━━━ Given information ━━━
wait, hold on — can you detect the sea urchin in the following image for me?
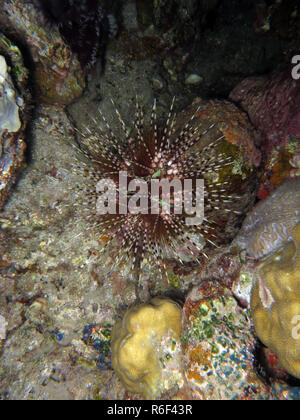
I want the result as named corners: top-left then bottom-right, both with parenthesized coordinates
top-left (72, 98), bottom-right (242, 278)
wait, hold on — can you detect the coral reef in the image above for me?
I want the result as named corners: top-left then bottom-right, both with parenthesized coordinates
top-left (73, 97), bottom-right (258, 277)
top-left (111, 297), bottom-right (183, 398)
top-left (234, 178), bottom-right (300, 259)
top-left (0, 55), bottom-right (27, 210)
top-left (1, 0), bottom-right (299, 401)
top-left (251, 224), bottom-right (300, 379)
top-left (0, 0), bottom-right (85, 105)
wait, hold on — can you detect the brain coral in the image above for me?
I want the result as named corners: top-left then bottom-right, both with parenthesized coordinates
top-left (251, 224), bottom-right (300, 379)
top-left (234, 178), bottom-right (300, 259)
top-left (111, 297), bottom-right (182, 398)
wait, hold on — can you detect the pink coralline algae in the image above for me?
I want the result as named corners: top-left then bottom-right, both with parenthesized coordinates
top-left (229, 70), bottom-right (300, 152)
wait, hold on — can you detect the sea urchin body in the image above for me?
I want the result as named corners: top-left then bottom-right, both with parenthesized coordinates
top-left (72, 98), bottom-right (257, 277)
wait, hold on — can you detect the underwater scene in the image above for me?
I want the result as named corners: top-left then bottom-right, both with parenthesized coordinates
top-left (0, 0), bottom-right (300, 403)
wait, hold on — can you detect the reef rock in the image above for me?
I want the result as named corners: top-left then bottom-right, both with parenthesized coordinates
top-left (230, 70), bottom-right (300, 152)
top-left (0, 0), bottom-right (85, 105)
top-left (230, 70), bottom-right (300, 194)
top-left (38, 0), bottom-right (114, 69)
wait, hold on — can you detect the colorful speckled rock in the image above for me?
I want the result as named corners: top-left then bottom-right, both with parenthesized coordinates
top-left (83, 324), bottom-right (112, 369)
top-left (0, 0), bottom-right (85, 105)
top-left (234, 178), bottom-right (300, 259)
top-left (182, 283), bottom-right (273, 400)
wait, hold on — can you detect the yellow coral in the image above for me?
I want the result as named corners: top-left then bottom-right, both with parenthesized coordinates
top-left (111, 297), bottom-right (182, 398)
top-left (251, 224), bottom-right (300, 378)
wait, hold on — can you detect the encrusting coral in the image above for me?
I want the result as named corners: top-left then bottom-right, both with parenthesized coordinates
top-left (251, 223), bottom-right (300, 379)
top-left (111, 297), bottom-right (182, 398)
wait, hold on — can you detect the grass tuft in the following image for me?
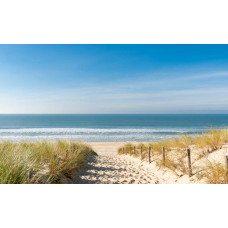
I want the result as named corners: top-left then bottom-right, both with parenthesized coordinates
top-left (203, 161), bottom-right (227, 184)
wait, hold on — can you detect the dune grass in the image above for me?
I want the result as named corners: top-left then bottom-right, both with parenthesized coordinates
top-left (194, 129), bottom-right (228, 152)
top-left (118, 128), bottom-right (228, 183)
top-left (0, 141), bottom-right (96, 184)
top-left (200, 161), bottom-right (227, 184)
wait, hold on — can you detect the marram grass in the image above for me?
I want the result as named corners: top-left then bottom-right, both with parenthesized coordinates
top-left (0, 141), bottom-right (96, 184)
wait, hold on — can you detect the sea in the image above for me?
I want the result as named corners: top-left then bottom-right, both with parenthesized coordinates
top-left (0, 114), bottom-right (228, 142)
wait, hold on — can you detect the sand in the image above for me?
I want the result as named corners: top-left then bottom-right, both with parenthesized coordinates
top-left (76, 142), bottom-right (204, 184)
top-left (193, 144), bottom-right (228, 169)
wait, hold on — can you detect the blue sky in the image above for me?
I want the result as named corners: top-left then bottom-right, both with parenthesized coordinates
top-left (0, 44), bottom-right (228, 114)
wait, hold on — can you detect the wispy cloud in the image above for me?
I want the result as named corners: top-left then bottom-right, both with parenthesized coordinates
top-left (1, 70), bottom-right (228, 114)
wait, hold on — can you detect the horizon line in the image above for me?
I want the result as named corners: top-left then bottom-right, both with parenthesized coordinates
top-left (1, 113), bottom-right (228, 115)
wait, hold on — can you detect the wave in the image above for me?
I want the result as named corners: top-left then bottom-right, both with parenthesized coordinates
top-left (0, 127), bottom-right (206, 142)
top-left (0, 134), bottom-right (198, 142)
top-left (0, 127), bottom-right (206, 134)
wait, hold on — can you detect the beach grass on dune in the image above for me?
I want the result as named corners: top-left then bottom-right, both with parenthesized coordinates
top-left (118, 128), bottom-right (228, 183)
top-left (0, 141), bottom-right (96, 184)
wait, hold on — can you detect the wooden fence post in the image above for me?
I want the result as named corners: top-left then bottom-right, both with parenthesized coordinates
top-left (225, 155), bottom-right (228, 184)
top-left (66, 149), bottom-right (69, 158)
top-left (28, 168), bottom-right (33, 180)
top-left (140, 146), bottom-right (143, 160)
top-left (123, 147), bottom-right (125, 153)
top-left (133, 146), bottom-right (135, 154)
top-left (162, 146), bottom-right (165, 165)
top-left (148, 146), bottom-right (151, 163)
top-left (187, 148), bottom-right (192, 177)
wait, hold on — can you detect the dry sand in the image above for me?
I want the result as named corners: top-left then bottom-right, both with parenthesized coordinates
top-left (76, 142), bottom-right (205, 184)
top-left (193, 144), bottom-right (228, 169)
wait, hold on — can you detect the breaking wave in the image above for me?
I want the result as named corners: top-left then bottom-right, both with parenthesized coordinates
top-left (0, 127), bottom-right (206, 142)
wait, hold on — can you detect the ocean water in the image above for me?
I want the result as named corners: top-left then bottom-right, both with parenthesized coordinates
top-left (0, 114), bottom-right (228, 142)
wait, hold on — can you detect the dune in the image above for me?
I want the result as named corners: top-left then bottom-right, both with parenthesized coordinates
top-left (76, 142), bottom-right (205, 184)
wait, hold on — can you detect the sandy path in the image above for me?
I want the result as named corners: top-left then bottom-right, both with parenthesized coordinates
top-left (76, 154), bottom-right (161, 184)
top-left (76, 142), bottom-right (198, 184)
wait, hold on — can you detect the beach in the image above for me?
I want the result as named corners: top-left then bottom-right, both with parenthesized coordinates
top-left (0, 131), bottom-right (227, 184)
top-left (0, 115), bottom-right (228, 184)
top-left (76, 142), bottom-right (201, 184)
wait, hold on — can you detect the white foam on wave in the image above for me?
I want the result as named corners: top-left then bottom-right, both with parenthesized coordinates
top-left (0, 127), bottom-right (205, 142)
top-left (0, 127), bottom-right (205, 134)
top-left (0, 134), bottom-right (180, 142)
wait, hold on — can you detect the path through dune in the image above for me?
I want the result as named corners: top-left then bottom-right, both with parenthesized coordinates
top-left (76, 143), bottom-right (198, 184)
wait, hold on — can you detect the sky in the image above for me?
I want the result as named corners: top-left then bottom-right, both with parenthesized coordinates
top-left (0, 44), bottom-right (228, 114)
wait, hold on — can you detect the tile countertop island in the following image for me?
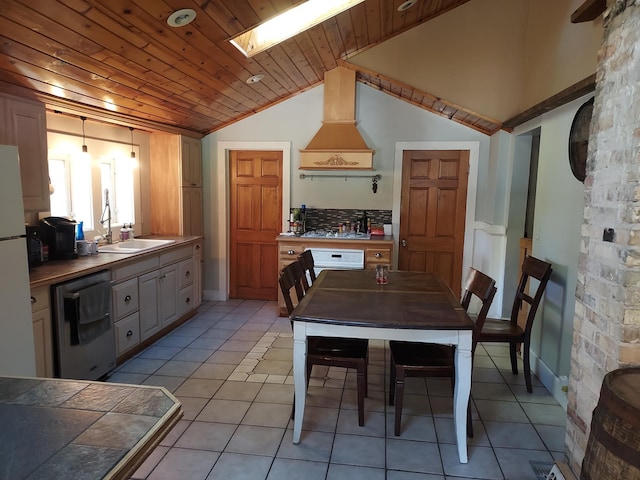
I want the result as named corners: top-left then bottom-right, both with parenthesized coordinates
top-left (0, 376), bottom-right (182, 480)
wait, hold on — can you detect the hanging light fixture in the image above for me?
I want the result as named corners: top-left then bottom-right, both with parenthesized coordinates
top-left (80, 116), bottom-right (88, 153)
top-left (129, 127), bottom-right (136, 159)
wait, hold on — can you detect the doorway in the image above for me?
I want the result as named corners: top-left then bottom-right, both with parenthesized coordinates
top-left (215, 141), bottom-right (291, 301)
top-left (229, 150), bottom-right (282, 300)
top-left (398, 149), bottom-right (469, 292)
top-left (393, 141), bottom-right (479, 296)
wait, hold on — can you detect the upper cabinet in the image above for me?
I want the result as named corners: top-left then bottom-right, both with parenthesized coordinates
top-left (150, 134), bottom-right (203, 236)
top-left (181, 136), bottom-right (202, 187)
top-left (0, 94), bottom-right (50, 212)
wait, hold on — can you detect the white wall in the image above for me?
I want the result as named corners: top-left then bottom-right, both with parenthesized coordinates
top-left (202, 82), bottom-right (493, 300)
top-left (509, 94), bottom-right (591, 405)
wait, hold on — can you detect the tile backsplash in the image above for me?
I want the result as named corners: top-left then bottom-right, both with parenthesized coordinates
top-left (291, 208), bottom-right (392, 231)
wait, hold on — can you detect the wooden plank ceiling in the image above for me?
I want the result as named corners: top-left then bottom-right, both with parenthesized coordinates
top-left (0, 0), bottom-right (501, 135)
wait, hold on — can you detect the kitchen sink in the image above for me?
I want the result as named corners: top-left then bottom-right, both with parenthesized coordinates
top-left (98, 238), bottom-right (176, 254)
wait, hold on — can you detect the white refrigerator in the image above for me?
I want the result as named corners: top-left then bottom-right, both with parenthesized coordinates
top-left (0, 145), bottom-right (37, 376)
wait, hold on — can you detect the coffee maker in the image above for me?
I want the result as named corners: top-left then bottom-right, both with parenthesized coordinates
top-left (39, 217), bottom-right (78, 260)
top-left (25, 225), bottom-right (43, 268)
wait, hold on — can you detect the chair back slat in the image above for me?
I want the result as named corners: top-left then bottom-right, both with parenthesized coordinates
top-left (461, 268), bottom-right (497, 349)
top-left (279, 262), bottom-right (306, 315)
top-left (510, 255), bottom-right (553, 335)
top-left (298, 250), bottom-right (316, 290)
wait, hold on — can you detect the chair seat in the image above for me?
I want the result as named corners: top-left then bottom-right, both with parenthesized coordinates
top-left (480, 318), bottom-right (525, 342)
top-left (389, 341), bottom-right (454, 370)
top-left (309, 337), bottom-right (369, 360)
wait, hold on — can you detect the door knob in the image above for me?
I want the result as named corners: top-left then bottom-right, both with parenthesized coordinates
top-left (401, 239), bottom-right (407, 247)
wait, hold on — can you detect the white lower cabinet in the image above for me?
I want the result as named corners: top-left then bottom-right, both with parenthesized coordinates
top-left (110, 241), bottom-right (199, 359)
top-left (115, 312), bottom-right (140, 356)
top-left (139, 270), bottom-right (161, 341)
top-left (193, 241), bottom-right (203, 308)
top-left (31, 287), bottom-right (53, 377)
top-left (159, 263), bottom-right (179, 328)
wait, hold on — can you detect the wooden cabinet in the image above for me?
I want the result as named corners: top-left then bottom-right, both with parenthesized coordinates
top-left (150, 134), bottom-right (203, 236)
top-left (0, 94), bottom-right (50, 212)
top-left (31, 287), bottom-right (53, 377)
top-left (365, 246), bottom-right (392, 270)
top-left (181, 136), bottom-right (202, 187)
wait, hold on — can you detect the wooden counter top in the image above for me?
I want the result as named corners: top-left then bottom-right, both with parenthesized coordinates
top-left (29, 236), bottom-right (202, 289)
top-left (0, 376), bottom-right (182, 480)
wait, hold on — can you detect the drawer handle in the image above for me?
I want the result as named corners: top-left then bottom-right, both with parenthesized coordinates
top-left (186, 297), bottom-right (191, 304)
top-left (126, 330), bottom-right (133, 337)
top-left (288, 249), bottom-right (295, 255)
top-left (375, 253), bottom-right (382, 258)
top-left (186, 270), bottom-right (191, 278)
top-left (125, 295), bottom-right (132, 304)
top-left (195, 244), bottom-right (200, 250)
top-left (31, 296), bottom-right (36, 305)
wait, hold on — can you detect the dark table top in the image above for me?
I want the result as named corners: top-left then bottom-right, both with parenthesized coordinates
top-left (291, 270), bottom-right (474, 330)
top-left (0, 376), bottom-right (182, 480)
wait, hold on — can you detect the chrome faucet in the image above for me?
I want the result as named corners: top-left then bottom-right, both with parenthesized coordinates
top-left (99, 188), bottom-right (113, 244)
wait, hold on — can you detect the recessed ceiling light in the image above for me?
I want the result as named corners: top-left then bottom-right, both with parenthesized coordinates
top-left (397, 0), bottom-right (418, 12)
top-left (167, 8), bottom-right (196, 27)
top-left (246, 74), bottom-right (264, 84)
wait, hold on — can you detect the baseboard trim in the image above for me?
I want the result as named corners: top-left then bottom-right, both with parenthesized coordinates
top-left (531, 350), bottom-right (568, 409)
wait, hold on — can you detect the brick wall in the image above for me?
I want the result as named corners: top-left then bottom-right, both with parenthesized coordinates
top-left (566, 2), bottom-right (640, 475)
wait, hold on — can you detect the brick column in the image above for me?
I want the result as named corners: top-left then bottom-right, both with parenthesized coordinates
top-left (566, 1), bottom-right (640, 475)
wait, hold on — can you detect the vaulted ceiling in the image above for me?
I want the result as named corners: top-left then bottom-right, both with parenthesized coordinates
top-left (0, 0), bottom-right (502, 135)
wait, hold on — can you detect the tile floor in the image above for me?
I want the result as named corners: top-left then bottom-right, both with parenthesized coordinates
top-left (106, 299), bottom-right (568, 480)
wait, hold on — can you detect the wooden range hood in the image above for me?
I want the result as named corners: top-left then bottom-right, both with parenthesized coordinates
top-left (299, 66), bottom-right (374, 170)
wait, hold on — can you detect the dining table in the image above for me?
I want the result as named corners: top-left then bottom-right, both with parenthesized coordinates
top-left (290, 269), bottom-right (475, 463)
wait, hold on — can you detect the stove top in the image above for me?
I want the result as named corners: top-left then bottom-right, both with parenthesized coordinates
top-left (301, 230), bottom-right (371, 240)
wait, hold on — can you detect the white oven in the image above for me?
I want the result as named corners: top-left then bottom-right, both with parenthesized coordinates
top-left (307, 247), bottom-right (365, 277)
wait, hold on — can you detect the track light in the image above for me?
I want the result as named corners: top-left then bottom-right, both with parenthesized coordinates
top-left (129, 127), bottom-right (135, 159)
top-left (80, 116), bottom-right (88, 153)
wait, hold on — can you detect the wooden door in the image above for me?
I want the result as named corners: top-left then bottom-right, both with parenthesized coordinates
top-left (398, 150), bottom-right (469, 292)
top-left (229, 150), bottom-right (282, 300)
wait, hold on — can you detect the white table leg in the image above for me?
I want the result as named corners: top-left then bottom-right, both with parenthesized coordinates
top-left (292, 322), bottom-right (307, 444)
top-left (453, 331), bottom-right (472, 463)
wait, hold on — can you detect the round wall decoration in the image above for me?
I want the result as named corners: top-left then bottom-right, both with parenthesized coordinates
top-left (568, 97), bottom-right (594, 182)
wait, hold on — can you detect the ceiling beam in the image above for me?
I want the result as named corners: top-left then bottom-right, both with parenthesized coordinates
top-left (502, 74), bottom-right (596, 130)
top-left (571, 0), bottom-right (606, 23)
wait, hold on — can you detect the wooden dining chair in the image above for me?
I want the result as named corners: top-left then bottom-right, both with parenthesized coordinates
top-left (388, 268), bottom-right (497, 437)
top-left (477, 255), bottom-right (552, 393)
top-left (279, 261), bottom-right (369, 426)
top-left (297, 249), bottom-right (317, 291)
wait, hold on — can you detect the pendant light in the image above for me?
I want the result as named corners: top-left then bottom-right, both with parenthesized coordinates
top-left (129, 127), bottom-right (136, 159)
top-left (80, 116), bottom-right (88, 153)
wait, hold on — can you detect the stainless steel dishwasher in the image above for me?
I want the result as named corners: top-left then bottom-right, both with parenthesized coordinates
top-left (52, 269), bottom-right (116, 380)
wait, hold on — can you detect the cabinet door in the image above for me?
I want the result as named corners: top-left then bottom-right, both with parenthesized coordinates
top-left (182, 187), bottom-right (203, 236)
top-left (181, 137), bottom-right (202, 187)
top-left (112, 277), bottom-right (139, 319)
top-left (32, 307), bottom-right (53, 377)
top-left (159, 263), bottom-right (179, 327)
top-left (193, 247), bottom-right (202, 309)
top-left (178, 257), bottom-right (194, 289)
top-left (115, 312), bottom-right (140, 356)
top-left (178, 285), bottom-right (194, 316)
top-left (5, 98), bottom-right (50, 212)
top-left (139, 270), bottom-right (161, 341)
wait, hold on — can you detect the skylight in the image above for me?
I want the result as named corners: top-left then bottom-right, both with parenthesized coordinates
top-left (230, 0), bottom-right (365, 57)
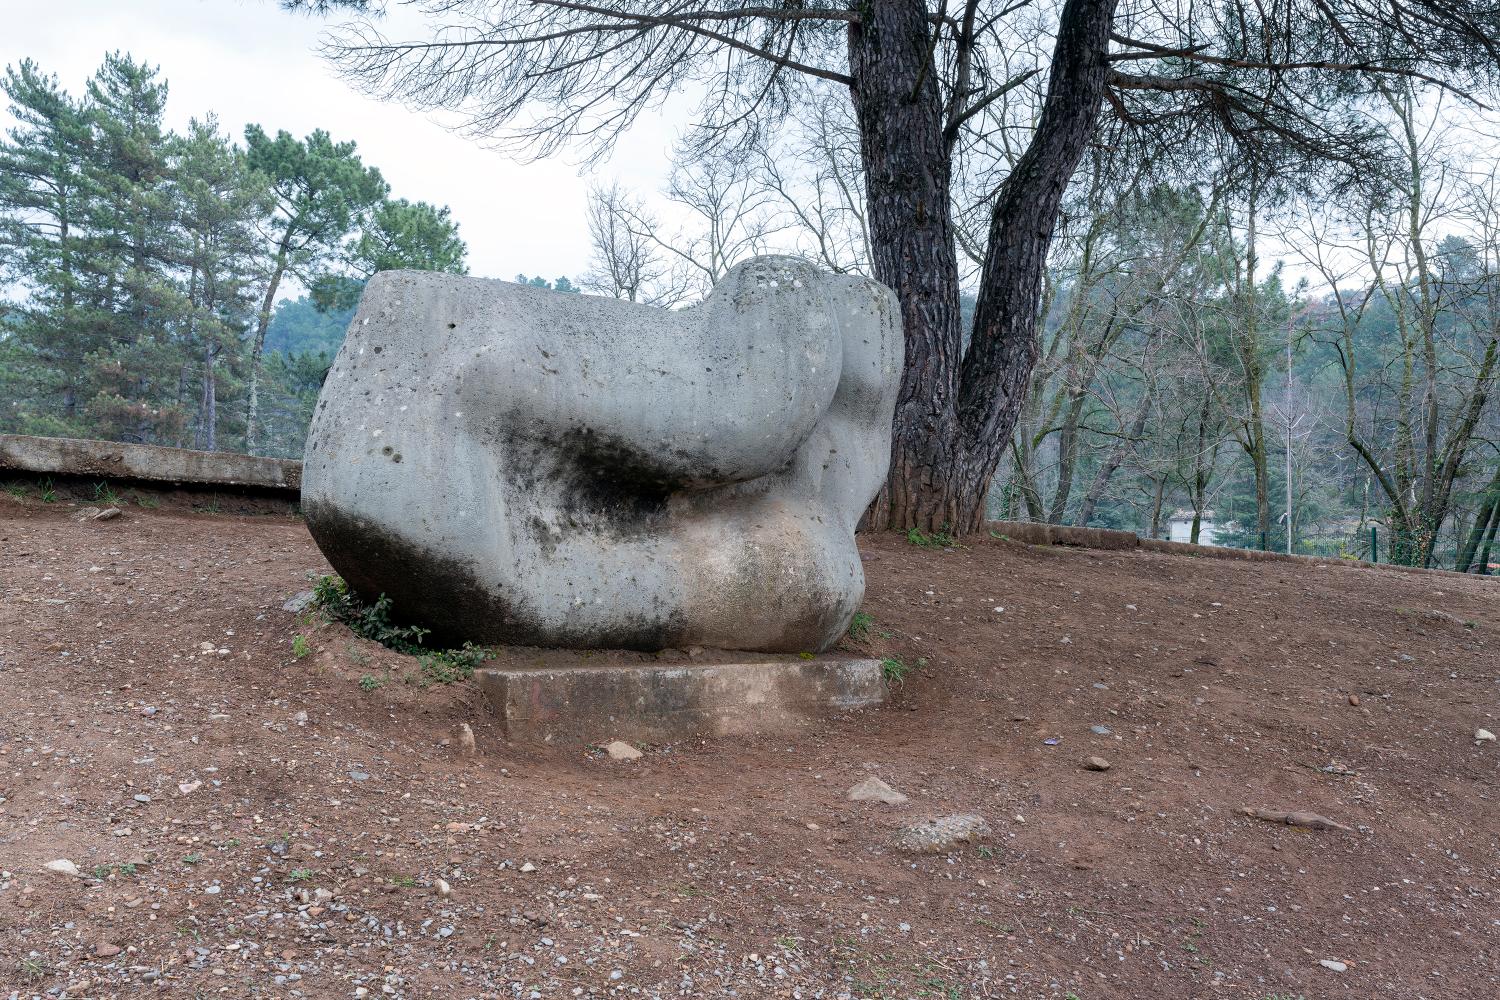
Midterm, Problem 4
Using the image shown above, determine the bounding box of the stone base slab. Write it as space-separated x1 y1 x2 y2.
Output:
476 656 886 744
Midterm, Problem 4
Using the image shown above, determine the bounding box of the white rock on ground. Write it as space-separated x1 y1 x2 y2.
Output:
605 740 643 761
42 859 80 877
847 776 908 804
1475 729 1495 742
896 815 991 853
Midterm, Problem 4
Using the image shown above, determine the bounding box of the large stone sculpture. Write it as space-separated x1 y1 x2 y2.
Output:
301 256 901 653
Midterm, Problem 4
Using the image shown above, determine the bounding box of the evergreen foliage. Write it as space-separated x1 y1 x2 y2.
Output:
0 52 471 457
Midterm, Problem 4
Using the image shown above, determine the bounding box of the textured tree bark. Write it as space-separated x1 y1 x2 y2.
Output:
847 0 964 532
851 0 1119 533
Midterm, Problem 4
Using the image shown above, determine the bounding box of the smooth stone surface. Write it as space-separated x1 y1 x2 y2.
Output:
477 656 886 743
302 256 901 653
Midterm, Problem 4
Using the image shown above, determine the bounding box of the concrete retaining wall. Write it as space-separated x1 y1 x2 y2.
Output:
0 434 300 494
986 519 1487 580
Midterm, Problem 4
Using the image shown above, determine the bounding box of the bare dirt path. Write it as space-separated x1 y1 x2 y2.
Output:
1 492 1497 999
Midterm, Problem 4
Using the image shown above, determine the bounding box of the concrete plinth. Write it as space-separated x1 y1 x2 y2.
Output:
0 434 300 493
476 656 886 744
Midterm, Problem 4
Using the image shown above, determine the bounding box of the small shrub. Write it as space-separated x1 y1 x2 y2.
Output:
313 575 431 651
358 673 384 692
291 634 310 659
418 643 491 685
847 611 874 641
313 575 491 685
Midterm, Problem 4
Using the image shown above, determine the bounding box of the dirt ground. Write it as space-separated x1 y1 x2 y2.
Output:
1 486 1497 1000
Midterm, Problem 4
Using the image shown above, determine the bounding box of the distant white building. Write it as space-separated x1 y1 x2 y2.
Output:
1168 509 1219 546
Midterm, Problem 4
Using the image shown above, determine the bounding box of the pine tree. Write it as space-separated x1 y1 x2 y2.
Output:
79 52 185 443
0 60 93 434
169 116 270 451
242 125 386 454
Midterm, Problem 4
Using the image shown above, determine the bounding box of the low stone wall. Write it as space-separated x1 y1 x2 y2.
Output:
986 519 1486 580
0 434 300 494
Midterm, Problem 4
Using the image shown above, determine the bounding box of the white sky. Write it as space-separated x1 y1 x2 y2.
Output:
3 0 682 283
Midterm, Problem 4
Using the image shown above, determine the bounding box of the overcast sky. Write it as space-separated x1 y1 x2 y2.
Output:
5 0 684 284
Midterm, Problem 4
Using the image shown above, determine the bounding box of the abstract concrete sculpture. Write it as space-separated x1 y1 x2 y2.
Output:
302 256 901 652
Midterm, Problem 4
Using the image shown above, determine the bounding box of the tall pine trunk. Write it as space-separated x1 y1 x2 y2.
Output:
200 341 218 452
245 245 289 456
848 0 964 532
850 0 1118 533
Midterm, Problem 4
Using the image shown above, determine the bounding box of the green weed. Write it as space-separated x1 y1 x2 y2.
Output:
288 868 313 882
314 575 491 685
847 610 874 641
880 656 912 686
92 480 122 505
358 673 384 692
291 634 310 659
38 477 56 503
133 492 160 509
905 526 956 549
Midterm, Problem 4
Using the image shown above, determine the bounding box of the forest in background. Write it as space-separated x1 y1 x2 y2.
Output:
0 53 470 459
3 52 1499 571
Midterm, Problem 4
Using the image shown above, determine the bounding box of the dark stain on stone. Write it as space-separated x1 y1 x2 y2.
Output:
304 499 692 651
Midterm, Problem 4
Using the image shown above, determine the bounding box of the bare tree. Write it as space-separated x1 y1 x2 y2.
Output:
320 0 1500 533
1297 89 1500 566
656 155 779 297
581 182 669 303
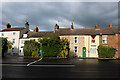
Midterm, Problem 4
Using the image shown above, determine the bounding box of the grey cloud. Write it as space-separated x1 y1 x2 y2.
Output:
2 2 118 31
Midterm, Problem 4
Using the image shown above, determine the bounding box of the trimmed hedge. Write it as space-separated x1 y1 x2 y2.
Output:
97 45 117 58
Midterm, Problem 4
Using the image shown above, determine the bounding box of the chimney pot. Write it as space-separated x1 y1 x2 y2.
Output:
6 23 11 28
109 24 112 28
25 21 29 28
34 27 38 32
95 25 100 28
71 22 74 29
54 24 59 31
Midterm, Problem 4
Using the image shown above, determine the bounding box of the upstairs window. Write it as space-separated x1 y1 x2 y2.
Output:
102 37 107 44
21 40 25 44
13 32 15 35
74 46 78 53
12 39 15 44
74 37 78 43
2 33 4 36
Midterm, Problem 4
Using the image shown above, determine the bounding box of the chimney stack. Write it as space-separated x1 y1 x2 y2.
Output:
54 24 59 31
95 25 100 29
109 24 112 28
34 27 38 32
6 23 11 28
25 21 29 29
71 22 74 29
━━━
Exercise directions:
Using the listing above, pull out all lines that hold the word "urchin".

Completed task:
wait, hold on — can you detect the sea urchin in the following image for me?
wait, hold on — can you detect the sea urchin body in the image above for me?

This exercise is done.